- THE PROBLEM: Please update the records below, replacing "placing a dot" with "putting a marker" wherever it occurs and leaving everything else unchanged.

- SUPPLIED ENTRIES:
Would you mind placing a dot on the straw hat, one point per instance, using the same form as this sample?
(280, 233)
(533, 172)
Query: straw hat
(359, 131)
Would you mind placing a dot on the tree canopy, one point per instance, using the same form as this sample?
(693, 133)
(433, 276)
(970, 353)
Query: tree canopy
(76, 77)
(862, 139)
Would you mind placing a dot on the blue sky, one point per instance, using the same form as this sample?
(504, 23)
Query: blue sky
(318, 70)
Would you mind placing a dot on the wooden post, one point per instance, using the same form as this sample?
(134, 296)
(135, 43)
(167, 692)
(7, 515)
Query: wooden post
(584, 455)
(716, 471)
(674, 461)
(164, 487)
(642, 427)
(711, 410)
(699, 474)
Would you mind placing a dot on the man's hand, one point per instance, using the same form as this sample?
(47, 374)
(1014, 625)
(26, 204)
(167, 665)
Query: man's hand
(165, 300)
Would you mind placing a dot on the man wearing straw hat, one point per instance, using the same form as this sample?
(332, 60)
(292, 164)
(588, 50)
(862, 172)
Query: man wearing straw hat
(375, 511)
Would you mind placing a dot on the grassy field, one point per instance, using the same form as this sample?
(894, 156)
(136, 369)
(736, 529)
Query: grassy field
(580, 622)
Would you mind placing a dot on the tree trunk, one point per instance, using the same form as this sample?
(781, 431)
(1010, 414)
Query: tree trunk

- RESULT:
Would you mind putting a marker on the straw hat, one point per instance, using the same form as this sample?
(280, 233)
(533, 172)
Query: straw hat
(359, 131)
Would you mind putting a marker on the tree canopy, one point per instance, using the same form as this sample?
(693, 133)
(433, 276)
(970, 353)
Query: tree canopy
(76, 77)
(862, 139)
Would you mind putting a marker on the blue sky, one point per instance, using the same form as this sample?
(504, 23)
Query: blue sky
(318, 70)
Would you mind putting a marker on the wooden post, one point per instance, using the same form as this sample?
(134, 296)
(135, 43)
(167, 692)
(7, 515)
Query: wooden post
(584, 455)
(716, 471)
(674, 461)
(164, 487)
(642, 427)
(711, 410)
(699, 474)
Would you mind putting a marker on the man's hand, one point per instance, using the same form as this sample?
(47, 374)
(1014, 625)
(26, 204)
(167, 665)
Query: man's hand
(165, 300)
Would you mind putting a marker on the man wearing straw hat, one point per instance, using the same form as this sample?
(332, 60)
(292, 164)
(588, 50)
(862, 172)
Query: man wearing straw hat
(375, 511)
Would you mind putting a marker on the grassy field, one point per instance, using the same form as this sample?
(894, 156)
(136, 369)
(736, 529)
Query: grassy field
(580, 622)
Would you mind putting a marker on the tree trunk, one point per instance, using the same form as this sample?
(781, 431)
(1010, 414)
Query: tree trunk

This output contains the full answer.